Data provided:
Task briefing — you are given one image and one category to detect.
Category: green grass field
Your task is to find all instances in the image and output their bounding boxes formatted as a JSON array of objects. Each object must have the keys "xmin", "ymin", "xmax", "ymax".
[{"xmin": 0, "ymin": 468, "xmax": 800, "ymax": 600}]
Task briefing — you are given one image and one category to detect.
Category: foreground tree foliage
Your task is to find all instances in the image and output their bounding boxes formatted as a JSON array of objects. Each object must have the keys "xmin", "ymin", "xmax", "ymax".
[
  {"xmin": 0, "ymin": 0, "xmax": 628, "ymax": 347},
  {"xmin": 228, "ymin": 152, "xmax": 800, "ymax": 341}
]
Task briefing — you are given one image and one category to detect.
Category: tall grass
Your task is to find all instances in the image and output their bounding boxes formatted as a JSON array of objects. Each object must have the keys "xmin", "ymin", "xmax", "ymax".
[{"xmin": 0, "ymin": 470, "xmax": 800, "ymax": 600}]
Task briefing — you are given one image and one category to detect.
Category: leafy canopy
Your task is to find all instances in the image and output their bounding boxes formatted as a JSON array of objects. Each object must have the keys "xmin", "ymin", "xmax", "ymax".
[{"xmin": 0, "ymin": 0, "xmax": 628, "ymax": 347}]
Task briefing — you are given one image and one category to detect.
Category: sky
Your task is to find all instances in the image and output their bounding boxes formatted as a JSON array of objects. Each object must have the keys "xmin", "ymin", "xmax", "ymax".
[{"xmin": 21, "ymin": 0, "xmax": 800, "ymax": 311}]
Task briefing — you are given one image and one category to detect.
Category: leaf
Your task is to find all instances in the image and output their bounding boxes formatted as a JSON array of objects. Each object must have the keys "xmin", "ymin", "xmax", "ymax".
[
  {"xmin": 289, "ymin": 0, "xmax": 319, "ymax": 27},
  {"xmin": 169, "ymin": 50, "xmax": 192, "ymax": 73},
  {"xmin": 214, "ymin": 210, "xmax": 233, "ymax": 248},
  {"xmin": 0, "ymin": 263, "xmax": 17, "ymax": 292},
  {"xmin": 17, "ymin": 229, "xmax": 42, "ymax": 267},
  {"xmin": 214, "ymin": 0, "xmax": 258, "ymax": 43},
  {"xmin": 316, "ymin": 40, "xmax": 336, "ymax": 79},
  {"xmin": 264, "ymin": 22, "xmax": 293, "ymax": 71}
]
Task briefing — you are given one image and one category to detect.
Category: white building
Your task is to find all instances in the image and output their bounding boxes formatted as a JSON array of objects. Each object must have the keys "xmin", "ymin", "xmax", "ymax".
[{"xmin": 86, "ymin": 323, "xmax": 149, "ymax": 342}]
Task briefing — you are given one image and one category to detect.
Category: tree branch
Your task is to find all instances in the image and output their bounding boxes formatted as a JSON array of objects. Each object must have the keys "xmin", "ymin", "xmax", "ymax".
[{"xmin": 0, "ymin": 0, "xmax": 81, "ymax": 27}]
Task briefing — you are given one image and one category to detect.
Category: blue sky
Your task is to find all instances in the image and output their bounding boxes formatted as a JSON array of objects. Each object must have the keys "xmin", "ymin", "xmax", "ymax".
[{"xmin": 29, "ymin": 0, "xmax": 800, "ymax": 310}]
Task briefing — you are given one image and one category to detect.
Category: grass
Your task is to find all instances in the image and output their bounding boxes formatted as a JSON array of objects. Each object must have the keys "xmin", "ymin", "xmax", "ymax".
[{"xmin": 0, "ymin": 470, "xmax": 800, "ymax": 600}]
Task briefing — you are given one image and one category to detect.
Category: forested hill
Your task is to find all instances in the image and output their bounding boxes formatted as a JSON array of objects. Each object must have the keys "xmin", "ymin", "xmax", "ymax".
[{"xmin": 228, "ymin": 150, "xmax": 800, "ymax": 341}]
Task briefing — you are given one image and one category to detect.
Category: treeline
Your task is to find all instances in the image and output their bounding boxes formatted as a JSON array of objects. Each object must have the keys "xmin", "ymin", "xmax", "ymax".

Stated problem: Locate each line of the material above that includes the word "grass" and copy those lines.

Complete response:
Category: green grass field
Category: tall grass
Category: grass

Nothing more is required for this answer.